### Brief
Could you please write out the data shown below, exactly and in full?

------ Dataset records ------

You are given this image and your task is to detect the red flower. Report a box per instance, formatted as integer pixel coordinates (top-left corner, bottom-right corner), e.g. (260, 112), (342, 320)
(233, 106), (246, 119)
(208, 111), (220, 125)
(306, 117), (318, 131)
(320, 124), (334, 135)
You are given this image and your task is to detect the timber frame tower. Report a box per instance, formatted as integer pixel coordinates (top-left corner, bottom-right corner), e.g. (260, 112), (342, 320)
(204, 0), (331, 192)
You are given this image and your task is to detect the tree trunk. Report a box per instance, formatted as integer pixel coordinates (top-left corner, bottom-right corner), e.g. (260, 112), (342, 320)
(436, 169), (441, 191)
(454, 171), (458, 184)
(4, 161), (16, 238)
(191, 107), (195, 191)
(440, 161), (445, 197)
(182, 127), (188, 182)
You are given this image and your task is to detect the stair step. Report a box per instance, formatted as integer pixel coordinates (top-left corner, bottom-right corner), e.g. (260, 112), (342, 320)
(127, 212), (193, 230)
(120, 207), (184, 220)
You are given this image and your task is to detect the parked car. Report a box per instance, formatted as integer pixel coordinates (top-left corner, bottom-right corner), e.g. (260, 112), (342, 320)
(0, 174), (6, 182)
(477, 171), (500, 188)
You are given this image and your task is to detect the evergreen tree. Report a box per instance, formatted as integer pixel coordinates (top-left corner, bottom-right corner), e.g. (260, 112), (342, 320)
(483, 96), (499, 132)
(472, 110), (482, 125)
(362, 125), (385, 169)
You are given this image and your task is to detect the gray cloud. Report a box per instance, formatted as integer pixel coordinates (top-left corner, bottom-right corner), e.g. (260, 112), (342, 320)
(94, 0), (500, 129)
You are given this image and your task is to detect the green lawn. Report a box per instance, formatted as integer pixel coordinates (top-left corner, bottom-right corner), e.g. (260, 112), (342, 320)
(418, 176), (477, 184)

------

### Response
You are given this image and your task is to detect the red flower. Report a box per instance, formatted as integer pixel coordinates (top-left corner, bottom-right corner), e.g. (260, 112), (342, 320)
(233, 106), (246, 119)
(208, 111), (220, 125)
(306, 117), (318, 131)
(320, 124), (334, 135)
You are given this image and your task is to detect the timber frame tower. Report a box per instance, formatted as integer pixel coordinates (top-left corner, bottom-right corner), e.g. (260, 112), (342, 320)
(204, 0), (331, 192)
You are given this image and your task is to detect the tree trunk. Report a box per instance, formatted as integer pixel coordinates (top-left corner, bottom-right corner), e.g. (260, 112), (342, 320)
(436, 169), (441, 191)
(454, 171), (458, 184)
(4, 161), (16, 238)
(191, 107), (195, 191)
(440, 161), (445, 197)
(182, 127), (188, 182)
You are given this image and your task is to detect the stair step. Report a box per instance, formatted as integer pixel coordinates (top-left corner, bottom-right corner), e.g. (260, 112), (342, 320)
(127, 212), (193, 230)
(120, 207), (184, 220)
You are given this image and your task is to detect the parked car. Report a box per instance, formatted as integer pixel coordinates (top-left corner, bottom-right corner), e.g. (260, 112), (342, 320)
(0, 174), (6, 182)
(477, 171), (500, 188)
You are given this image and your task is to detect the evergreen tree. Report a box per instance, formatted as integer pixel coordinates (top-left corner, bottom-right corner), e.g. (260, 112), (342, 320)
(483, 96), (499, 132)
(472, 110), (482, 125)
(362, 125), (385, 169)
You are given this image and your task is to detect the gray cloud. Report a box per instance, formatted as integer pixel coordinates (top-left corner, bottom-right corner), e.g. (260, 112), (342, 320)
(94, 0), (500, 129)
You are given this image and your task is to detect the green lawn. Report a box per instance, formatted as integer pixel coordinates (top-left corner, bottom-right corner), e.g. (260, 112), (342, 320)
(418, 176), (477, 184)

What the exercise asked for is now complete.